§ Description of the task
Reproduce each of the rows below verbatim, altering nothing.

§ Data

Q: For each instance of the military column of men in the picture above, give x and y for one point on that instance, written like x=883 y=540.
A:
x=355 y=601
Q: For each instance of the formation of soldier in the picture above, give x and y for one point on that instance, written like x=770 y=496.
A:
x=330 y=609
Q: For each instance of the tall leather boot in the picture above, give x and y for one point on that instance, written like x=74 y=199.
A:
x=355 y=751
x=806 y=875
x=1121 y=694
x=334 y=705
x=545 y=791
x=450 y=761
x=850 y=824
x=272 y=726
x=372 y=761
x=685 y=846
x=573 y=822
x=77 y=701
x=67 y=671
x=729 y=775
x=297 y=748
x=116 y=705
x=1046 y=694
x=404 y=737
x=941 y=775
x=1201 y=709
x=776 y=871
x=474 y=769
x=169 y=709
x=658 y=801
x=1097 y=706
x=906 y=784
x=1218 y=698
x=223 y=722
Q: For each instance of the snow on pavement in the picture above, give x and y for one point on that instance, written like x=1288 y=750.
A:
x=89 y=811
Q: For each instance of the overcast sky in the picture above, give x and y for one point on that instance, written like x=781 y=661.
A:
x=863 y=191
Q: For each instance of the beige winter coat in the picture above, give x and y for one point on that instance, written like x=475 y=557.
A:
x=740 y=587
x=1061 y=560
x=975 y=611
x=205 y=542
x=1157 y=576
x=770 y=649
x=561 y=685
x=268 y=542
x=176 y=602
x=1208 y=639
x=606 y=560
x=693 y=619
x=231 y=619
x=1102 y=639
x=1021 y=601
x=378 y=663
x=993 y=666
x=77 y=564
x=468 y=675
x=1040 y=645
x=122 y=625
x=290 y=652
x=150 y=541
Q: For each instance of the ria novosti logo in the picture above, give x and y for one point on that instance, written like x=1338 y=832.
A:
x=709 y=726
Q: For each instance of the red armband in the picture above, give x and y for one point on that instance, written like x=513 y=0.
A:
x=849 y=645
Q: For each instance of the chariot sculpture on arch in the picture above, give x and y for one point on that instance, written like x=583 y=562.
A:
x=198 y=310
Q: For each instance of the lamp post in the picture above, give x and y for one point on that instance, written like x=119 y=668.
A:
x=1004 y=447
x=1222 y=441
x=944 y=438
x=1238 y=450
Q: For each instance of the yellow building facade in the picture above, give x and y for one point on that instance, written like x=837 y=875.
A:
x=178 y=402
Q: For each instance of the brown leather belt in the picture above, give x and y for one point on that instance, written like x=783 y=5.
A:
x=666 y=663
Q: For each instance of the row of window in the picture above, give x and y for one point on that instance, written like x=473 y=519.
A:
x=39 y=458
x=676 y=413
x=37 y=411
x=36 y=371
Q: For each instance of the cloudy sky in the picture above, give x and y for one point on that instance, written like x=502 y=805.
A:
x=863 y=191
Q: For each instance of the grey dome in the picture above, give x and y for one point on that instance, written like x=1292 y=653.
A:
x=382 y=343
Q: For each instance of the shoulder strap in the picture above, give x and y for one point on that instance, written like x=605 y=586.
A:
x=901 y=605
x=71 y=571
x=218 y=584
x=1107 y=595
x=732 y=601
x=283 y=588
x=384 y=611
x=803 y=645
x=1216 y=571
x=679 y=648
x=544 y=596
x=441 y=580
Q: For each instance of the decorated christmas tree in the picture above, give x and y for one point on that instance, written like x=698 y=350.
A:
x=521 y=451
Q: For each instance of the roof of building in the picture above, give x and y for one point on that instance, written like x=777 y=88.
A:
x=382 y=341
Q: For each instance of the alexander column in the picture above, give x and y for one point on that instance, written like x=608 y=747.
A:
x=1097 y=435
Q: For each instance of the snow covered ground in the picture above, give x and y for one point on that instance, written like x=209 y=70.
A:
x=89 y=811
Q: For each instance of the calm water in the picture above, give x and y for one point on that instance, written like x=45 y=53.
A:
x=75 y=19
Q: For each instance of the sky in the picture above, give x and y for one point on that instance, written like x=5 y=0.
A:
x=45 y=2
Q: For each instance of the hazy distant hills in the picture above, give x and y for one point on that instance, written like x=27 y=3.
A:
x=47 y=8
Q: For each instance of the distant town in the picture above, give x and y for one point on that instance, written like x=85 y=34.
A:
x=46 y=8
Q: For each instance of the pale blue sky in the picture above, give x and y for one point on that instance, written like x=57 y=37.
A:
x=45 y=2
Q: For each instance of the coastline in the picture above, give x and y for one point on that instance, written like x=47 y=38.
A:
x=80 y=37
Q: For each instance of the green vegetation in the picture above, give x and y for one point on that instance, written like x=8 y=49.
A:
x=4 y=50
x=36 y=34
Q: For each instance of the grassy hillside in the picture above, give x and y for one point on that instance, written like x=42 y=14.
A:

§ Solution
Q: For each instance of the military column of men in the picture above, give x and y for one point on that instance, written like x=883 y=540.
A:
x=355 y=601
Q: For each instance of the formation of soldier in the picture above, give x and y for one point on that instance, written like x=770 y=496.
A:
x=330 y=609
Q: For each instance of the tall leather boot in the picture above, give x and y for one point on that instance, written like x=74 y=199.
A:
x=355 y=751
x=806 y=875
x=1121 y=694
x=334 y=705
x=545 y=791
x=450 y=761
x=850 y=824
x=272 y=726
x=372 y=761
x=685 y=846
x=573 y=822
x=77 y=701
x=67 y=671
x=729 y=775
x=297 y=748
x=116 y=705
x=1046 y=694
x=404 y=737
x=941 y=775
x=1201 y=709
x=776 y=871
x=474 y=769
x=169 y=709
x=658 y=801
x=1097 y=706
x=906 y=784
x=1218 y=698
x=223 y=722
Q: For each instance of the snow on pavement in the picture above, give x and y for one point on that instance, written like x=1288 y=750.
A:
x=89 y=811
Q: For each instance of the overcast sky in the picture above, give x and y for one point on that instance, written like x=781 y=661.
A:
x=863 y=191
Q: For each instance of the beige winter coat in the picture above, give x and y for one point on that instance, written like x=475 y=557.
A:
x=740 y=587
x=1061 y=560
x=975 y=611
x=205 y=542
x=1157 y=576
x=770 y=649
x=561 y=685
x=268 y=542
x=176 y=602
x=1208 y=639
x=606 y=560
x=693 y=619
x=231 y=619
x=1102 y=639
x=1021 y=601
x=378 y=663
x=993 y=666
x=77 y=564
x=468 y=675
x=1040 y=645
x=122 y=625
x=290 y=652
x=150 y=541
Q: For each instance of the ria novosti logo in the picture above, give x and y for one point on that instance, written like x=1338 y=832.
A:
x=709 y=726
Q: For each instance of the red armband in the picture above, give x and y for one point on that instance, written like x=513 y=0.
A:
x=849 y=645
Q: For each instance of the chariot sculpture on arch in the picture above, give x and y for one point on that instance, written like x=583 y=562.
A:
x=198 y=310
Q: For each instance of the lamp post in the picture above, give x and y for one point on that instance, written like x=119 y=668.
A:
x=1004 y=447
x=1222 y=441
x=944 y=438
x=1238 y=450
Q: For each instance of the yellow building facade in the picture above, give x and y for one point on that instance, written like x=837 y=875.
A:
x=178 y=402
Q: For each instance of the brown leather belt in the picture above, give x and y for one point on that instance, written like x=783 y=5.
A:
x=666 y=663
Q: For each instance of the row of window in the picture above, give x and y for one point on that instance, written like x=473 y=519.
A:
x=39 y=458
x=676 y=413
x=37 y=411
x=36 y=371
Q: For each instance of the cloudy sky in the picture above, give x and y for one point on that instance, written like x=502 y=805.
A:
x=863 y=191
Q: For each instance of the grey dome in the picture above, give x and y for one point on that instance, written like x=1292 y=653.
A:
x=382 y=343
Q: For each instance of the shoulder strap in the picture above, give x and y for one point on that instance, written like x=605 y=586.
A:
x=901 y=605
x=71 y=571
x=218 y=584
x=1107 y=595
x=732 y=601
x=283 y=588
x=384 y=611
x=803 y=645
x=1216 y=571
x=679 y=648
x=544 y=596
x=441 y=580
Q: For each instance of the decorated christmas tree in the picture above, give x and y for one point on that instance, written like x=698 y=350.
A:
x=521 y=451
Q: For each instance of the roof of building in the picture above, give x and y for one point on that instance, written like x=777 y=88.
A:
x=382 y=341
Q: For each instance of the alexander column in the picture above, give x and y for one point on that instance, written like x=608 y=747.
A:
x=1097 y=435
Q: For each instance of the snow covered ground in the picture above, give x and y for one point on that instance, written like x=209 y=70.
A:
x=89 y=811
Q: For each instance of the calm water in the picture above, give x and y for one point on that instance, written like x=45 y=53.
A:
x=75 y=19
Q: For each instance of the sky in the picture above, give x and y for one point on that instance, written like x=5 y=0.
A:
x=45 y=2
Q: For each instance of the hazy distant hills in the picture above, give x and y for one point on that instance, written like x=27 y=3.
A:
x=47 y=8
Q: For each instance of the distant town in the picture above, give x and y for one point on that instance, written like x=85 y=34.
A:
x=46 y=8
Q: For each instance of the pale blue sky in the picture above, give x and y for one point on that instance, written like x=57 y=37.
A:
x=45 y=2
Q: For each instance of the coastline in the picture above, give x and y for one point on that instance, written like x=47 y=38.
A:
x=80 y=37
Q: For each instance of the green vegetation in the picture above, give x and y for one point on that instance, written like x=8 y=49.
A:
x=4 y=50
x=36 y=34
Q: For each instance of the grassy hillside in the picture above, give x and y for one point on that instance, written like x=42 y=14.
A:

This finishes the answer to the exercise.